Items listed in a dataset
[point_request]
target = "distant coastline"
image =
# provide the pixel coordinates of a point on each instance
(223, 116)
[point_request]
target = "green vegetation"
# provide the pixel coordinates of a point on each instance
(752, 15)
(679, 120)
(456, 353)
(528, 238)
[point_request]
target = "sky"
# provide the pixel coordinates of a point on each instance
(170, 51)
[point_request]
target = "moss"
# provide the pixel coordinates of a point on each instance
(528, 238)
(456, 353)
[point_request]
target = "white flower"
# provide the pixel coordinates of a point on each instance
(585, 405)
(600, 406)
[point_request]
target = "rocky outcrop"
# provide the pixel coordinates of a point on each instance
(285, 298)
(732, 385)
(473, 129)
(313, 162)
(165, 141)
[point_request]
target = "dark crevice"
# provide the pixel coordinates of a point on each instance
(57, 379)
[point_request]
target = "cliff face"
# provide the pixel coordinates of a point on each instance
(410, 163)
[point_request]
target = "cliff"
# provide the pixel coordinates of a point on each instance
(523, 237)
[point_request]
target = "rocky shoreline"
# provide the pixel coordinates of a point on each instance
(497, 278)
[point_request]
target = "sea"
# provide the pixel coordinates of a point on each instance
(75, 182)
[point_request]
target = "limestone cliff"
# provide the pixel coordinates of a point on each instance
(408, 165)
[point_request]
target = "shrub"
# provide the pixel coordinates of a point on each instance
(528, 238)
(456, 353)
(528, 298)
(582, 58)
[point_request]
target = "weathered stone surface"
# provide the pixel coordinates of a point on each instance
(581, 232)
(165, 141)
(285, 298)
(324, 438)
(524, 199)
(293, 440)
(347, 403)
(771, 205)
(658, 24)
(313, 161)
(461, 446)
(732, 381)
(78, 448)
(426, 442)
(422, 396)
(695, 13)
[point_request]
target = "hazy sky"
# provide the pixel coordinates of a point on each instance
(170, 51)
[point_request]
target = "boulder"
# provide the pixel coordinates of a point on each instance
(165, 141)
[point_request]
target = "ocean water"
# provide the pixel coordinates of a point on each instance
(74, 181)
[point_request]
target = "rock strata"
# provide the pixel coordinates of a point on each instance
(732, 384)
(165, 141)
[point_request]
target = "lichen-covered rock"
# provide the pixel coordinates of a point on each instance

WORK INSTRUCTION: Each line of the data above that contains "rocky" counts once; report the total alone.

THE COMPLETED TASK: 2